##### EXTRACT TO READ

We did some things, we built a cadaver lab in our office, which no one in our space had ever done. It was a big use of capital but it was one of those sales and marketing ideas that was disruptive and really created sort of a branded name for us.
So speaking of the evolution, we shifted these dollars and focus from R&D to a unique marketing strategy that now we have multiple cadaver labs throughout the US that are in our offices.
So you can kind of see that the right people were in place to switch the company’s focus into these different areas. But honestly that’s kind of unique. Usually you kind of hit the wall with the scientist and then you need to bring the sales and marketing in.
And that’s a good evolution. The hard part is recognizing it and making a change.
Chris Seper: Are there others who have had turnover or have had to switch out people as management teams just a necessity as your company has grown.
Michael Dale: I think that probably everybody faces, the question is, is this something that you can time or you can plan for?

##########

• WORK REQUEST
In the interview excerpt, from what area did the company shift its dollars and focus to fund its unique marketing strategy?

##### DATA UNDER STUDY

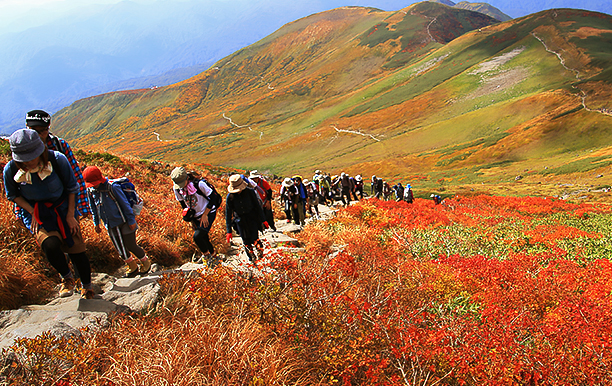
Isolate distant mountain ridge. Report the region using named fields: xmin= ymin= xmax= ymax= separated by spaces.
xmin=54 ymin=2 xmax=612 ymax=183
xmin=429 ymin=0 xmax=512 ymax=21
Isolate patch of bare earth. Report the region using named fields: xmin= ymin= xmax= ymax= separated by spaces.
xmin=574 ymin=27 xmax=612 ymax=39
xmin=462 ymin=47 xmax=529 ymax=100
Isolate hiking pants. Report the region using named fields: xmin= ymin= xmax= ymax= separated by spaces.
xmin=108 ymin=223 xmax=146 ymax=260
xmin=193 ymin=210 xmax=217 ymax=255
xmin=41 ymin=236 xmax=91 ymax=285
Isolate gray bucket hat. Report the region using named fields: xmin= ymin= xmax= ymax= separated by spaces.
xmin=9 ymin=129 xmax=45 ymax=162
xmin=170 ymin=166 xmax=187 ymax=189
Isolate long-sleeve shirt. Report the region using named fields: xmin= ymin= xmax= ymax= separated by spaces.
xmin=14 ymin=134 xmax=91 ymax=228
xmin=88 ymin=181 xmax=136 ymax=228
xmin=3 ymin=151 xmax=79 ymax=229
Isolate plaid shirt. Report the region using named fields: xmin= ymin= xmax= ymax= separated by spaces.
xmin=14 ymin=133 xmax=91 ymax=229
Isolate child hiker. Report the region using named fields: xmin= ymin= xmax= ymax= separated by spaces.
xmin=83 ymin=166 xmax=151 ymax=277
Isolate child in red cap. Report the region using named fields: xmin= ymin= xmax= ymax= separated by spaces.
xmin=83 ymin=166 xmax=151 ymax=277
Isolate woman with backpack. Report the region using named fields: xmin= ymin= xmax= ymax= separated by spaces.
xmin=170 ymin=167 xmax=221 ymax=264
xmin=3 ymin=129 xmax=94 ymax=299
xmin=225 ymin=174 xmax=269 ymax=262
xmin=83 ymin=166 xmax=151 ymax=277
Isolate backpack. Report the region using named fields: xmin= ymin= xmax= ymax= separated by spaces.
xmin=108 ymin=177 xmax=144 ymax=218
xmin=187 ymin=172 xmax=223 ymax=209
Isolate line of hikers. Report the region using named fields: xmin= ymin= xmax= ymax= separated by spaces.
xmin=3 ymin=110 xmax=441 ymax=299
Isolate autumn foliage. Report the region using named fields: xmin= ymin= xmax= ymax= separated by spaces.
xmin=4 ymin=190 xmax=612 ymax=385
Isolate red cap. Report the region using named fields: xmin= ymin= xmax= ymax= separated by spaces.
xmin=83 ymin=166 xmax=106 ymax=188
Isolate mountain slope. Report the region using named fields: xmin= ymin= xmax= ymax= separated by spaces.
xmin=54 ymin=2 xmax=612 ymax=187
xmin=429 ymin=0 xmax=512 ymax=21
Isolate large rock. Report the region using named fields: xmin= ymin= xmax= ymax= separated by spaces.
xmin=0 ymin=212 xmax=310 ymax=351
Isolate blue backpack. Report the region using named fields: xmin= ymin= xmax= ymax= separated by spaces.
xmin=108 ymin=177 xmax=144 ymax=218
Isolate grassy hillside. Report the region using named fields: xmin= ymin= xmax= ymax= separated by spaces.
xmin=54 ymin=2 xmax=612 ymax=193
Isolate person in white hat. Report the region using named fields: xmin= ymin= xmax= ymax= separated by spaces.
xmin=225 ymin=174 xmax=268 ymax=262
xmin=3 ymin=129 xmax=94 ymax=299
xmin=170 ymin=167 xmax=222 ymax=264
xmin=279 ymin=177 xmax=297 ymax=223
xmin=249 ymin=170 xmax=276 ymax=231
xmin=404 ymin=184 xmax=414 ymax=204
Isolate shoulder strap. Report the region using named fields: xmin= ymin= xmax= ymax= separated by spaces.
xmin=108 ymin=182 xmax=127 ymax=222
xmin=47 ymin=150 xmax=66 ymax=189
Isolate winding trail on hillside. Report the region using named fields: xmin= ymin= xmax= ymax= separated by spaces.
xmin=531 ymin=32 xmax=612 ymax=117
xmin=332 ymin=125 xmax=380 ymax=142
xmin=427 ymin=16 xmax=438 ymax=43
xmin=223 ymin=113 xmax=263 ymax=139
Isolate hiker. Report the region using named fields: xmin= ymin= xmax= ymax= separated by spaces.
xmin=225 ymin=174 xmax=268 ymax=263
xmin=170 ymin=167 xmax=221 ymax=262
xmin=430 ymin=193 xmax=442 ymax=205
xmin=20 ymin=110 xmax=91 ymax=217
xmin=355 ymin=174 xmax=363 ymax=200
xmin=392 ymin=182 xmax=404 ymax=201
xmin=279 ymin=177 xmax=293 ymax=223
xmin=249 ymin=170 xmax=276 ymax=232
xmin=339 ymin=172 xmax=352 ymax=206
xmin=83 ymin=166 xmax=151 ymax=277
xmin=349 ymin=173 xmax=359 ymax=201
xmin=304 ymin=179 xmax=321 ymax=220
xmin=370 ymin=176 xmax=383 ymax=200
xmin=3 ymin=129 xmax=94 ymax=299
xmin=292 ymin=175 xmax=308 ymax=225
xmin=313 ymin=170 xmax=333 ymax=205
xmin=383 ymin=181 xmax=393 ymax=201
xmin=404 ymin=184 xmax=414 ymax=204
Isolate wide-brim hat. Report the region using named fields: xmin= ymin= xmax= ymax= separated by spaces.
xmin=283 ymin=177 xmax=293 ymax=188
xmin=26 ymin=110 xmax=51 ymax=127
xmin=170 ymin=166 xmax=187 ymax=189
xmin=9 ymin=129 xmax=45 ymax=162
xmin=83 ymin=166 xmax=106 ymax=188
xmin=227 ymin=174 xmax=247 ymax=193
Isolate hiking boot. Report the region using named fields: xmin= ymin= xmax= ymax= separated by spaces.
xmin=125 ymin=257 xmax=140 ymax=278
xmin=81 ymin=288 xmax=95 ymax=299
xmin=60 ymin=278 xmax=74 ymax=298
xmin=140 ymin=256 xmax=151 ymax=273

##########
##### DATA UNDER STUDY

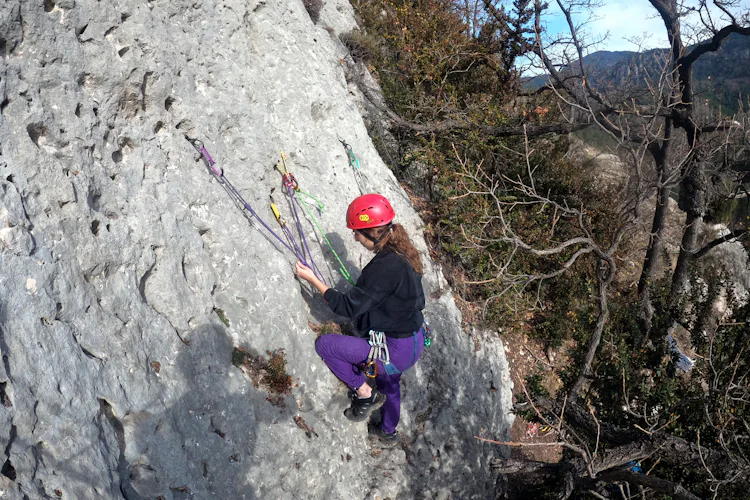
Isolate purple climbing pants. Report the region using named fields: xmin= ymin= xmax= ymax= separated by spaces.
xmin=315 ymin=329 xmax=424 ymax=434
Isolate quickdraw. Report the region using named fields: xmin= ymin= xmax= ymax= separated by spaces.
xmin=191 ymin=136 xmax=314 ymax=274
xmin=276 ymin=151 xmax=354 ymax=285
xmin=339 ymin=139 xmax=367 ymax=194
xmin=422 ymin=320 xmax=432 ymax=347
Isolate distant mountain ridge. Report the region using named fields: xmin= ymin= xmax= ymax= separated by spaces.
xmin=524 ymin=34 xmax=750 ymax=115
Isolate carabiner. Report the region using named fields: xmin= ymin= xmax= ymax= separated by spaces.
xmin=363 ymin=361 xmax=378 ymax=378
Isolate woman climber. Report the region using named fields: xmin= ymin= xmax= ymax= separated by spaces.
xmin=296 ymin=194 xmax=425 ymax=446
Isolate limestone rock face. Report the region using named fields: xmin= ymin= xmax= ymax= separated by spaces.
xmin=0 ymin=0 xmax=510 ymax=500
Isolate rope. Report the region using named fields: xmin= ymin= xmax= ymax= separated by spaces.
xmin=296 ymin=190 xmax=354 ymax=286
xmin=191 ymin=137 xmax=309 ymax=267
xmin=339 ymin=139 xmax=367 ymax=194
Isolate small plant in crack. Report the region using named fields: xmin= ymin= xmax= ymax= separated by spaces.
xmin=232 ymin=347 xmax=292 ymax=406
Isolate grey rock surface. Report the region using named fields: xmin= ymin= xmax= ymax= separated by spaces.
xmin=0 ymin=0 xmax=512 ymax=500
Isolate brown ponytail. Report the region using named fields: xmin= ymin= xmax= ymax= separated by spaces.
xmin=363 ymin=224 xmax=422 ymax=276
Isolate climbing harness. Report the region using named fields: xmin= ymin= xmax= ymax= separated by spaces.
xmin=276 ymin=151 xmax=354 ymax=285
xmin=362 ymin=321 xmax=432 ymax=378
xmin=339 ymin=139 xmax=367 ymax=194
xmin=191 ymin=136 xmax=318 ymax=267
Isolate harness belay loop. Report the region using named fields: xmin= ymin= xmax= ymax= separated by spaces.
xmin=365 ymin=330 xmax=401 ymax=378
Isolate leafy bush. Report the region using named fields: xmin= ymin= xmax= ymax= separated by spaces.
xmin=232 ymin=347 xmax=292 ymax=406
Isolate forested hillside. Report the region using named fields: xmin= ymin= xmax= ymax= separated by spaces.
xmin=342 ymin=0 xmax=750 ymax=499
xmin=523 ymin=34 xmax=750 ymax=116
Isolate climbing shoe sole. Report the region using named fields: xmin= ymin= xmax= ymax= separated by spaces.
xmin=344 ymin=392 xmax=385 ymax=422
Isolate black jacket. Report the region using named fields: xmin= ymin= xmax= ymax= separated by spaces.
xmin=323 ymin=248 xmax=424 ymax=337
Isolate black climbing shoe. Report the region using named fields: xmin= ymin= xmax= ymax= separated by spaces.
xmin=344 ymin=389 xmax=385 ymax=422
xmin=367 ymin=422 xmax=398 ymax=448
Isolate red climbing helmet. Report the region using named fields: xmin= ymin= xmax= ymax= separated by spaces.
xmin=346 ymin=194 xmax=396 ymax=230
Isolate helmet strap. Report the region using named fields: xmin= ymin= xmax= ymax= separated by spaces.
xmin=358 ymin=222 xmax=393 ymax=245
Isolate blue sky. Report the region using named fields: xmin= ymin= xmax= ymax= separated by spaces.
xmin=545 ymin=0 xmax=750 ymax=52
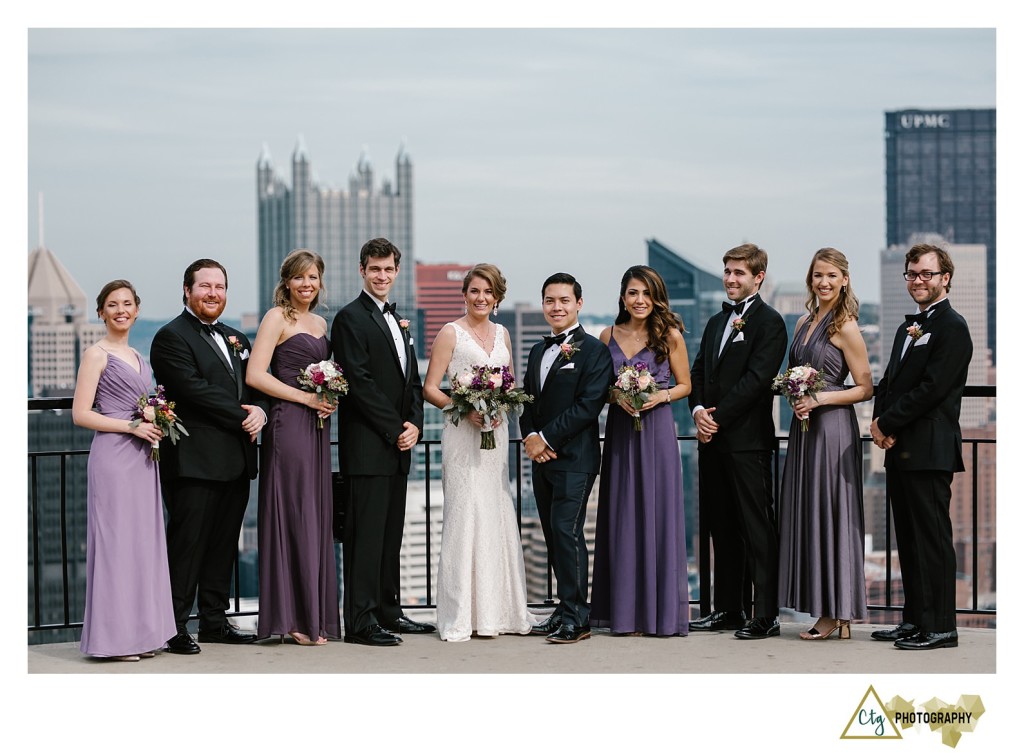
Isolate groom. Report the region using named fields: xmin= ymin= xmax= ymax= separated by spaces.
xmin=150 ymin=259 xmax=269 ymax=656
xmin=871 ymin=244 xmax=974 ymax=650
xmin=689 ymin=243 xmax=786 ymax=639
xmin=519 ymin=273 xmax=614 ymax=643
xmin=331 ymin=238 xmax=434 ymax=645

##########

• ANSWER SECTION
From R&D.